── Given data ──
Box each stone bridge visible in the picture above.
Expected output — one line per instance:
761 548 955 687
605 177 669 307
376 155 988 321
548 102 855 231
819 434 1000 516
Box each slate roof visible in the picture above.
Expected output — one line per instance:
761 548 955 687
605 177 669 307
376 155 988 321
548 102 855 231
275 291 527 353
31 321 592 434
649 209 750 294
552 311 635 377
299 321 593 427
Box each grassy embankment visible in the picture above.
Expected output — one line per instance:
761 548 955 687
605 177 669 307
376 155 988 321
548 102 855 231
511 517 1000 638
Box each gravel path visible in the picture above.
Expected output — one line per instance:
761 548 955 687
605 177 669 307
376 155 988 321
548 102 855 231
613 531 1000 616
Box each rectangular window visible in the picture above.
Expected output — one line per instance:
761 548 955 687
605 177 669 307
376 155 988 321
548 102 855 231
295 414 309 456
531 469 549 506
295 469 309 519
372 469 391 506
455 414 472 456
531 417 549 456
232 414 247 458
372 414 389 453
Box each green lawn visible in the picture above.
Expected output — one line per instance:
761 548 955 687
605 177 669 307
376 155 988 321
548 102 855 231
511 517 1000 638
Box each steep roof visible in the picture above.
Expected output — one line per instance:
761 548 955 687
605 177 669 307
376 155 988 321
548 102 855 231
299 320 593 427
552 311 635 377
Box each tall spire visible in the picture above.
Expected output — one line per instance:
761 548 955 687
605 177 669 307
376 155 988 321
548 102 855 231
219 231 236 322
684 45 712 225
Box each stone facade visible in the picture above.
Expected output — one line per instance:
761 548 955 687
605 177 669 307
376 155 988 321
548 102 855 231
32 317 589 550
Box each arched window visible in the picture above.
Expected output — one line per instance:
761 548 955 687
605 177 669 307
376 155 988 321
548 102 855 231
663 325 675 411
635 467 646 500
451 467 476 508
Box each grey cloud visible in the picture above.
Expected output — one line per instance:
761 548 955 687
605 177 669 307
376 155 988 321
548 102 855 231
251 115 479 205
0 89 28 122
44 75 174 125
───
Please write out the data above, unchanged, starting with its first line and going on through the line with "819 434 1000 516", both ends included.

Box each stone bridge visible in the picture above.
Expected output — one line per instance:
761 548 955 687
605 177 669 307
376 155 988 321
548 102 855 231
819 434 1000 516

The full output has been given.